**Written task**
Starting at the line that contains "Return one point for each instance of the concrete walkway." and continuing through the end of the records below, write those lines as a JSON list of strings, one string per line, with blank lines omitted.
* Start Provided information *
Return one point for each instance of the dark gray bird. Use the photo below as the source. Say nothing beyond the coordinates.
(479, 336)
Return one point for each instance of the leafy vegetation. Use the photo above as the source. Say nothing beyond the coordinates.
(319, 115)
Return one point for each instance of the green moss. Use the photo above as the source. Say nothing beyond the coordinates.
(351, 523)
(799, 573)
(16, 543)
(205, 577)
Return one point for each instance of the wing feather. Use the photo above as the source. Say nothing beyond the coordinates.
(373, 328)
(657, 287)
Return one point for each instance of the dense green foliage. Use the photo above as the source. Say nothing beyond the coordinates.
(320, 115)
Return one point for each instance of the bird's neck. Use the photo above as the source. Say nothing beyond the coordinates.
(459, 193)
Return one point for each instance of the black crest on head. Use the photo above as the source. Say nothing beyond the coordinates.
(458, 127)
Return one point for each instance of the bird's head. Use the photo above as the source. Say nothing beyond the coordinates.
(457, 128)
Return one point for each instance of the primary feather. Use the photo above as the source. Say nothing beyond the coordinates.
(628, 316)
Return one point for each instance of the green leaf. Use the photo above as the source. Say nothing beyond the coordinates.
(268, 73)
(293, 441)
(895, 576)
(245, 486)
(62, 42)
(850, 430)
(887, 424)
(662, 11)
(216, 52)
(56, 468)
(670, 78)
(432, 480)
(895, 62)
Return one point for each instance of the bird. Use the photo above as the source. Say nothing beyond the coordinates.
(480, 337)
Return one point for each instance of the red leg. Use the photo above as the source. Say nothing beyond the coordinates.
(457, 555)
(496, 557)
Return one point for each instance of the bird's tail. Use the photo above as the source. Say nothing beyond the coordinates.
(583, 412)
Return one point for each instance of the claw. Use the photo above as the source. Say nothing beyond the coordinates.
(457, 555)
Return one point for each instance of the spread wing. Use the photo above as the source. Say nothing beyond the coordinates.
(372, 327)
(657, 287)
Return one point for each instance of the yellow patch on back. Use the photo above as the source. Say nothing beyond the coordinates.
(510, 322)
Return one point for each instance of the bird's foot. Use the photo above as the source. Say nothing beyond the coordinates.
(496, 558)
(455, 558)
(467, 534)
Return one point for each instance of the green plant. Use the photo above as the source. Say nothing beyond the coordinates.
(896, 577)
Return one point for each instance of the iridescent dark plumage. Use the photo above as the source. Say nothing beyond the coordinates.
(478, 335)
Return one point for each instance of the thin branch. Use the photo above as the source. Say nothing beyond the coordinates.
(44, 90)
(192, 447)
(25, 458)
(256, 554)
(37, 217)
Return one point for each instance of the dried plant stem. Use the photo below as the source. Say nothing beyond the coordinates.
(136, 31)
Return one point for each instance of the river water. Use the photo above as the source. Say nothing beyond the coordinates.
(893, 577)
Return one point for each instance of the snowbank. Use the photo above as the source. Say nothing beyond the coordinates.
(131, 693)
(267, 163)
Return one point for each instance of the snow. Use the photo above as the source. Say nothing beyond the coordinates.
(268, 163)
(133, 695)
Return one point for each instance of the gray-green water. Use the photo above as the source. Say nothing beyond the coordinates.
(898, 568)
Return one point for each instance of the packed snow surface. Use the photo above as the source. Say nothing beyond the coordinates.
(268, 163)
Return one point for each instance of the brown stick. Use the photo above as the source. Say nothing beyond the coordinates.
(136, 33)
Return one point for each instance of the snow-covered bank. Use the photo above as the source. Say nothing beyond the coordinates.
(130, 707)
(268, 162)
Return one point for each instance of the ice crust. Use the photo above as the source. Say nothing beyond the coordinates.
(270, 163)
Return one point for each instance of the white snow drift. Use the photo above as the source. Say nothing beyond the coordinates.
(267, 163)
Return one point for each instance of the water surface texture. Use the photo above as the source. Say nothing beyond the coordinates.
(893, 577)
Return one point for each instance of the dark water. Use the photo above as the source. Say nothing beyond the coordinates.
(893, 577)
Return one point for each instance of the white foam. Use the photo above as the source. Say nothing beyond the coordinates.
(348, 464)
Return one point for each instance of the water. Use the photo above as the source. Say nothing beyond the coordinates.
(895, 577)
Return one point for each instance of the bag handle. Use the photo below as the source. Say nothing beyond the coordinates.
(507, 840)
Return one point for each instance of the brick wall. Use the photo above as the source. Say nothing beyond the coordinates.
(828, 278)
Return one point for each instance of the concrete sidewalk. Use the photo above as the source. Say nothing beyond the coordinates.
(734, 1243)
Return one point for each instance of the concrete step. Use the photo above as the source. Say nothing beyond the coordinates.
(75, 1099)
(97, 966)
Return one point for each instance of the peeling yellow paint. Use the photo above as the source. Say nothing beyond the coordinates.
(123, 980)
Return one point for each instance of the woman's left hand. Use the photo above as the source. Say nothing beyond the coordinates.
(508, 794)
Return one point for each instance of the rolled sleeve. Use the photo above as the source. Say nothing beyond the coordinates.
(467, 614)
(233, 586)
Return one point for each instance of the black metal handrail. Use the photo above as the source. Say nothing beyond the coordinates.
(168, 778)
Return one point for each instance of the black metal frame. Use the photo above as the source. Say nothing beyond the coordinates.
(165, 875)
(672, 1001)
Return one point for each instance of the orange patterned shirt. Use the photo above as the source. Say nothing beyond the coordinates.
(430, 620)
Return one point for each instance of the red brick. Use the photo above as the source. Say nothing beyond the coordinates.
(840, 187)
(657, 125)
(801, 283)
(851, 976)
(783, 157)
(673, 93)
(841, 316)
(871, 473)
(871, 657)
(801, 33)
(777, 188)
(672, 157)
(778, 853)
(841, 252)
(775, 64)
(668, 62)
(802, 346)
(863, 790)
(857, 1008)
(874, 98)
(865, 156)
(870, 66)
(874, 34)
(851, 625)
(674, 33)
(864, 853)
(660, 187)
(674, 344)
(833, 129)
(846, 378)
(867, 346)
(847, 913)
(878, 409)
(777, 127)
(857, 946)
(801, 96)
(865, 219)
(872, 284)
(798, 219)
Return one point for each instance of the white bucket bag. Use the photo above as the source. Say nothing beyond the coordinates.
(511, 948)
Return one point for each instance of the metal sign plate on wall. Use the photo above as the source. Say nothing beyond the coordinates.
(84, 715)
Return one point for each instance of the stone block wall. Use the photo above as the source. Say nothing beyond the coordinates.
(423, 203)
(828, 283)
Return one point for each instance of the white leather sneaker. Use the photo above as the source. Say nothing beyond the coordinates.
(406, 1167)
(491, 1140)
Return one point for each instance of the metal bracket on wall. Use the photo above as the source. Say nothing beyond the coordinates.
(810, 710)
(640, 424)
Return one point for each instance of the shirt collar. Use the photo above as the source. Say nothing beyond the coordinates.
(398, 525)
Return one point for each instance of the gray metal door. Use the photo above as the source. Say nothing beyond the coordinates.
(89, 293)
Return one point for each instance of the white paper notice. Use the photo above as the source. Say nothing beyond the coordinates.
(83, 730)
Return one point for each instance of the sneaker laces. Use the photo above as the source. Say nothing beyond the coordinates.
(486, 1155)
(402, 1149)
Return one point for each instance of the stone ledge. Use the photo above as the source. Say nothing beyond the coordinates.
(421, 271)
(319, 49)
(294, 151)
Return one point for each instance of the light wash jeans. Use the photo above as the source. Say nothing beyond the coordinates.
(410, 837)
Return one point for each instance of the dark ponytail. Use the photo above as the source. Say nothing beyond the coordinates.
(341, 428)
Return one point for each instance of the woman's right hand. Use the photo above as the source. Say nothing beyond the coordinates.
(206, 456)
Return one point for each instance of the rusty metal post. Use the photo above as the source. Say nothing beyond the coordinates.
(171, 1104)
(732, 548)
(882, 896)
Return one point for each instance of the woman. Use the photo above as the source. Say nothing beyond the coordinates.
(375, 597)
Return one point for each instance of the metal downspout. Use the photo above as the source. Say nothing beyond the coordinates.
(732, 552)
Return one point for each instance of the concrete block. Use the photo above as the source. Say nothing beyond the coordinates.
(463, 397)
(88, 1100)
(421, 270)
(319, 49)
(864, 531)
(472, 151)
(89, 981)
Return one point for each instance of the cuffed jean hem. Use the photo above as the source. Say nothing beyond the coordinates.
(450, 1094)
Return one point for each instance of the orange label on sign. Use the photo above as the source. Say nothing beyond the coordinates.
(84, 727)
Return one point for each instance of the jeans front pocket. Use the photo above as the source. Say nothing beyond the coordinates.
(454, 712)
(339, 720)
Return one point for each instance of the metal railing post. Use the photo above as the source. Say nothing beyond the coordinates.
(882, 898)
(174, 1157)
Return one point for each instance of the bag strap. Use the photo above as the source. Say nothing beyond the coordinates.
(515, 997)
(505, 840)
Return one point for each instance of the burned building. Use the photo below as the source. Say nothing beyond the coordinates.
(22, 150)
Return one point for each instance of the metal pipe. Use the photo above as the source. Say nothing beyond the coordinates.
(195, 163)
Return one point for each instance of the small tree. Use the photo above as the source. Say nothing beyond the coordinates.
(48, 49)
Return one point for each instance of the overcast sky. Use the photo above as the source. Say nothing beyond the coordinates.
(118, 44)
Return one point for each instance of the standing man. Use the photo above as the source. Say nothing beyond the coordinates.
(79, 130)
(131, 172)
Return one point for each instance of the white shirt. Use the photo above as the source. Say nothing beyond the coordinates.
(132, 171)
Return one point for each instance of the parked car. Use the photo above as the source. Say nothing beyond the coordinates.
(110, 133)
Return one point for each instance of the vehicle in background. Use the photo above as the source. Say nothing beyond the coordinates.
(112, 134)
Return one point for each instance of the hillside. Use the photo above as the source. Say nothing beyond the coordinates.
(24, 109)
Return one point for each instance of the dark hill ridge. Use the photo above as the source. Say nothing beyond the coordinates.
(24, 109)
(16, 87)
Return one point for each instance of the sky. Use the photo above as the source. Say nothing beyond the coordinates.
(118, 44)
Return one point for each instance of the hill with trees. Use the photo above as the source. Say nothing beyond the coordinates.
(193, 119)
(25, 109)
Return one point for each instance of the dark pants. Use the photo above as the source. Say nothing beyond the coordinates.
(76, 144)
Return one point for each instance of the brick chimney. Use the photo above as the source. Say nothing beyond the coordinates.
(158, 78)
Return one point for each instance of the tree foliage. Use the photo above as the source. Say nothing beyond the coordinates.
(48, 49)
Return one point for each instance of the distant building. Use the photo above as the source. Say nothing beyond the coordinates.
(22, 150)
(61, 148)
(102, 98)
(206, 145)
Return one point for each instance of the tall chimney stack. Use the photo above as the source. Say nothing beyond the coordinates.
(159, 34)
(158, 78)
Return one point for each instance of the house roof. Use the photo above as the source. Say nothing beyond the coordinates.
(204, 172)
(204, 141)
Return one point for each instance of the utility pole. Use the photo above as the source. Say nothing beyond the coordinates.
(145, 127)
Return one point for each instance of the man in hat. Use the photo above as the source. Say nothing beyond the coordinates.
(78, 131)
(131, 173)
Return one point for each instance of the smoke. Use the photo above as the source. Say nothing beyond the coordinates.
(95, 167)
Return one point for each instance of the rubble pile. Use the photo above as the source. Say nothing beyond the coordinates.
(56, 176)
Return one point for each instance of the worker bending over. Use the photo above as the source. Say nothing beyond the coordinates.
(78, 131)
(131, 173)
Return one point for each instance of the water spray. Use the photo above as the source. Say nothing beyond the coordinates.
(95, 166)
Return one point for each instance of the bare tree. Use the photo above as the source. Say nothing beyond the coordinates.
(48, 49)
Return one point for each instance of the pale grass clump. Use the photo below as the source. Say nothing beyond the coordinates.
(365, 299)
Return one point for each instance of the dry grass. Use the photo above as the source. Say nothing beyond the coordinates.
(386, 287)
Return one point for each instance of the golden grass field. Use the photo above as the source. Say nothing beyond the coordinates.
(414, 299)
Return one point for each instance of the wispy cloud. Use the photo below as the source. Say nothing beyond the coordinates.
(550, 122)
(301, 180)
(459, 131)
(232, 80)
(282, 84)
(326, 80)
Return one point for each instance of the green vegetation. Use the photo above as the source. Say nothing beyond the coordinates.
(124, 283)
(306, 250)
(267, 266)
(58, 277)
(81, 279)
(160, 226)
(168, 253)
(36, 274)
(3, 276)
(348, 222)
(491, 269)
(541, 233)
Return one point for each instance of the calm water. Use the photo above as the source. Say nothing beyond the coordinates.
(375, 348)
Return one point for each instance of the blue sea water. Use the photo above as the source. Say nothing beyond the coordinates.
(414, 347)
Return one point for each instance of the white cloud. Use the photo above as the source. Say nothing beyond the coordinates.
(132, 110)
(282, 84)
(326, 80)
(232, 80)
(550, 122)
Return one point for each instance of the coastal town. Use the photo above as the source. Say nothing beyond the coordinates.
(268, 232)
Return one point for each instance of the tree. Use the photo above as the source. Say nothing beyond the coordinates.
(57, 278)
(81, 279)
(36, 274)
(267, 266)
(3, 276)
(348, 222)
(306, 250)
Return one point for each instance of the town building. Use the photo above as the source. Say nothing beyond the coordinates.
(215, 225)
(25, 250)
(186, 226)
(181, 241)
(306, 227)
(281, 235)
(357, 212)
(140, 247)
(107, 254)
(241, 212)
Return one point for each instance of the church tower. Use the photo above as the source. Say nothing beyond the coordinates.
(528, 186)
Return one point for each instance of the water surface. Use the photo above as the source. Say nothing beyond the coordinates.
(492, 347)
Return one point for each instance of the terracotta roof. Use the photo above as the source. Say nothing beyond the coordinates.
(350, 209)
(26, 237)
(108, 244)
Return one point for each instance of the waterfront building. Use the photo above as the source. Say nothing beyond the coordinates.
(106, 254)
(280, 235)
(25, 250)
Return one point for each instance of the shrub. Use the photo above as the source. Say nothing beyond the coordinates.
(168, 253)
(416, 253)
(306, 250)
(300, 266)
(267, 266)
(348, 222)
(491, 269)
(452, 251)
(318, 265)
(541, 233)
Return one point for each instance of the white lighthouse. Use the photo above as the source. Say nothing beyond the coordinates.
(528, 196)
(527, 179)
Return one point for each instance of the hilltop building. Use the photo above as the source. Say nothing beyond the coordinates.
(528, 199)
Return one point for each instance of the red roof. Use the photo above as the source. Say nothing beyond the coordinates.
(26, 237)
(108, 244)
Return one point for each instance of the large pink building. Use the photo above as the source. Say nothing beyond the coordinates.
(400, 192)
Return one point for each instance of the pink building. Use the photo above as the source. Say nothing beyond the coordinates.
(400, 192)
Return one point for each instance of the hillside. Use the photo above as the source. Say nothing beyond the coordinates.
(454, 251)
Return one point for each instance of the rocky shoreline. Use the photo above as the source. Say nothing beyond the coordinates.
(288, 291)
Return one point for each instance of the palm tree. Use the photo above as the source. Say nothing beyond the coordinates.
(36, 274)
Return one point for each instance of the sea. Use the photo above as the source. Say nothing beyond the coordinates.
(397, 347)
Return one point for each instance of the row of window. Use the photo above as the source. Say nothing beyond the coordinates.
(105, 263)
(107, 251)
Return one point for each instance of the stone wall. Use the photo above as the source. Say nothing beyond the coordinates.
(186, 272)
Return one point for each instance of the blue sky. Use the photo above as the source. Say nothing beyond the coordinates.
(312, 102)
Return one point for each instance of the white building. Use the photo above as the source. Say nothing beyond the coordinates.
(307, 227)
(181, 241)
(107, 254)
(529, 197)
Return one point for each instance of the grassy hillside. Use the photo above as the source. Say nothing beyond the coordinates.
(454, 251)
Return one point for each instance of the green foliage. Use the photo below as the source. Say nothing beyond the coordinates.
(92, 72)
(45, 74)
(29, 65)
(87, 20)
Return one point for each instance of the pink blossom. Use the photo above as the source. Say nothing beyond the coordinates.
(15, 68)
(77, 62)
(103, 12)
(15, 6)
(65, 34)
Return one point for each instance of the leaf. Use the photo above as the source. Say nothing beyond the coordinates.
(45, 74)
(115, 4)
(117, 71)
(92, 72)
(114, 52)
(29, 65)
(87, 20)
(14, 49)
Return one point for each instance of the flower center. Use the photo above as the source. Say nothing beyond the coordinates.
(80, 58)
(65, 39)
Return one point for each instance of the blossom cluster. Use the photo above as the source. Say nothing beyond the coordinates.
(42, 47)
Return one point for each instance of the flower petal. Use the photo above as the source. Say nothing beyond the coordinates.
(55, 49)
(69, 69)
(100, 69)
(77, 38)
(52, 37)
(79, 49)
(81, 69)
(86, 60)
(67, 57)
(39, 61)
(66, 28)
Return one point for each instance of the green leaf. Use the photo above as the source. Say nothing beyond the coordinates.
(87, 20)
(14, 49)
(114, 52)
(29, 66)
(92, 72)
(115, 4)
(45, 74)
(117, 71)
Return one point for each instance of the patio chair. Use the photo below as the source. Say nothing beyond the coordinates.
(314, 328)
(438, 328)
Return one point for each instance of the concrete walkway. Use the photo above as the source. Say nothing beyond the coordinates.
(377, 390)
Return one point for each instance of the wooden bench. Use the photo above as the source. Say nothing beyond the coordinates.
* End Provided information *
**Result**
[
  "Return one point for each instance of the concrete walkway. Use the photo above as the source. Say nothing beyond the coordinates.",
  "(377, 390)",
  "Return one point for each instance of the wooden bench. Use the photo above as the source. Say nothing beyond the coordinates."
]